> [Page]
──────────────────────────────

Announcement

Collapse
No announcement yet.
X
  • Filter
  • Time
  • Show
Clear All
new posts

  • xtprobit and margins command

    Hi,

    I have an unbalanced panel dataset (N=2976, T=13), using survey responses.
    My dependent variable is the household's ability to save (saving=1 if able to save, 0 otherwise).
    hhid is the Household's unique identifier, and the data is yearly.

    I am computing the AMEs for my model in Stata.
    I am struggling to understand the difference between -margins, dydx(*)- and -margins, dydx(*) predict(pu0)-.
    I see that the latter assumes "Pr(saving=1 | u_i=0)" in Stata but I am unsure of what this implies and which margins method I should be using.

    I would greatly appreciate it if someone could help me to understand the difference? Many thanks

    Code:
    . xtprobit saving age, nolog
    
    Random-effects probit regression                Number of obs     =     12,951
    Group variable: hhid                            Number of groups  =      2,930
    
    Random effects u_i ~ Gaussian                   Obs per group:
                                                                  min =          1
                                                                  avg =        4.4
                                                                  max =         13
    
    Integration method: mvaghermite                 Integration pts.  =         12
    
                                                    Wald chi2(1)      =       0.07
    Log likelihood  = -6746.3674                    Prob > chi2       =     0.7969
    
    ------------------------------------------------------------------------------
          saving |      Coef.   Std. Err.      z    P>|z|     [95% Conf. Interval]
    -------------+----------------------------------------------------------------
             age |   .0005127    .001992     0.26   0.797    -.0033914    .0044169
           _cons |  -.5697777    .111846    -5.09   0.000    -.7889918   -.3505635
    -------------+----------------------------------------------------------------
        /lnsig2u |   .7562628   .0613049                      .6361074    .8764183
    -------------+----------------------------------------------------------------
         sigma_u |   1.459555    .044739                       1.37445    1.549929
             rho |   .6805418    .013328                       .653873    .7060795
    ------------------------------------------------------------------------------
    LR test of rho=0: chibar2(01) = 3740.02                Prob >= chibar2 = 0.000
    
    . margins, dydx(age)

──────────────────────────────

> [Data rows]

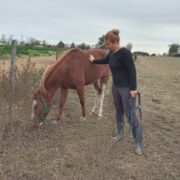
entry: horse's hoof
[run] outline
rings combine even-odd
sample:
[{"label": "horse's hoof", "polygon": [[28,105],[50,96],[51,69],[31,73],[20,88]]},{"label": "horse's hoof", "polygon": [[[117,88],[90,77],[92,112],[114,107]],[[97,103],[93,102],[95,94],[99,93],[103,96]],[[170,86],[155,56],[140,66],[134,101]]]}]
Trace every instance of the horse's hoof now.
[{"label": "horse's hoof", "polygon": [[102,119],[102,115],[100,116],[100,115],[98,115],[98,120],[100,120],[100,119]]},{"label": "horse's hoof", "polygon": [[86,120],[86,118],[85,118],[85,117],[81,117],[81,120],[85,121],[85,120]]},{"label": "horse's hoof", "polygon": [[40,123],[39,123],[39,127],[41,127],[43,124],[44,124],[43,122],[40,122]]},{"label": "horse's hoof", "polygon": [[89,115],[93,115],[93,113],[94,113],[94,112],[91,111],[91,112],[89,113]]},{"label": "horse's hoof", "polygon": [[97,116],[97,113],[96,113],[95,111],[91,111],[91,112],[89,113],[89,115],[96,115],[96,116]]},{"label": "horse's hoof", "polygon": [[58,124],[60,124],[60,121],[53,121],[52,124],[53,125],[58,125]]}]

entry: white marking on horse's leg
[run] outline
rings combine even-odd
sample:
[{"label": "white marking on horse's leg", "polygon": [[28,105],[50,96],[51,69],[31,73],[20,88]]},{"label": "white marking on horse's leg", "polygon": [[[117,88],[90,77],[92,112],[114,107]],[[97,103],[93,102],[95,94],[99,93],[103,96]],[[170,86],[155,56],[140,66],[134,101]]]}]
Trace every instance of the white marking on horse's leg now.
[{"label": "white marking on horse's leg", "polygon": [[100,95],[100,103],[99,103],[99,113],[98,113],[98,117],[102,117],[102,106],[103,106],[103,101],[104,101],[104,94],[105,94],[105,89],[106,89],[106,85],[103,84],[102,85],[102,93]]},{"label": "white marking on horse's leg", "polygon": [[98,93],[96,93],[96,99],[95,99],[95,102],[94,102],[94,106],[90,112],[90,114],[94,113],[99,105],[99,99],[100,99],[100,96]]},{"label": "white marking on horse's leg", "polygon": [[34,120],[34,106],[36,105],[37,101],[33,100],[32,102],[32,113],[31,113],[31,120]]}]

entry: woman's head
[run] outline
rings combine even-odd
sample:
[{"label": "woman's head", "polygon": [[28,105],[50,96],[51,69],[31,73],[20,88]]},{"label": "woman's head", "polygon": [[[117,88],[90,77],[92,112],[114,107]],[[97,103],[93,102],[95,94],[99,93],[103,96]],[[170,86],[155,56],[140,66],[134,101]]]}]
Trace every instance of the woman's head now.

──────────────────────────────

> [What you need to do]
a) In the Stata xtprobit thread, how many groups does the random-effects probit output report?
b) Write what comes next in the Stata xtprobit thread, picking up after its final line.
The lines above come from a different source than the Stata xtprobit thread.

> [Results for the exercise]
a) 2,930

b)
    
    Average marginal effects                        Number of obs     =     12,951
    Model VCE    : OIM
    
    Expression   : Pr(saving=1), predict(pr)
    dy/dx w.r.t. : age
    
    ------------------------------------------------------------------------------
                 |            Delta-method
                 |      dy/dx   Std. Err.      z    P>|z|     [95% Conf. Interval]
    -------------+----------------------------------------------------------------
             age |   .0001103   .0004288     0.26   0.797    -.0007302    .0009508
    ------------------------------------------------------------------------------
    
    . margins, dydx(age) predict(pu0)
    
    Average marginal effects                        Number of obs     =     12,951
    Model VCE    : OIM
    
    Expression   : Pr(saving=1 | u_i=0), predict(pu0)
    dy/dx w.r.t. : age
    
    ------------------------------------------------------------------------------
                 |            Delta-method
                 |      dy/dx   Std. Err.      z    P>|z|     [95% Conf. Interval]
    -------------+----------------------------------------------------------------
             age |   .0001767    .000687     0.26   0.797    -.0011697    .0015231
    ------------------------------------------------------------------------------

  • #2
    When you use -margins- after -xtprobit- without specifying a -predict()- option, Stata gives you its default output, which is (the marginal effect of age on) the predicted probability of saving = 1. If you specify -predict(pu0)-, then Stata gives you (the marginal effect of age on) the predicted probability of saving = 1, calculated as if the random effect were always 0.

    Remember that -xtprobit- is a random effects model. One way of thinking about that is that every household in your sample has its own, household-specific intercept (_cons) in the model, and those household-specific intercepts are assumed to be sampled from a normal distribution with mean zero (and variance that is estimated from the data.) So pu0 can be thought, loosely speaking, as not the predicted probability for the particular household, but as the median predicted probability for households with the same values of age.

    Another way of thinking of it is that the default behavior gives you the marginal effect of age on the predicted probability of saving = 1 for each household, taking into account the observed behavior of that household (which influences the random intercept). But if you specify -predict(pu0)- you are getting the marginal effect of age on a predicted probability that is predicted ignoring the actual observed saving behavior of that household and using only the fixed predictors in the model (in your case age) and no other information.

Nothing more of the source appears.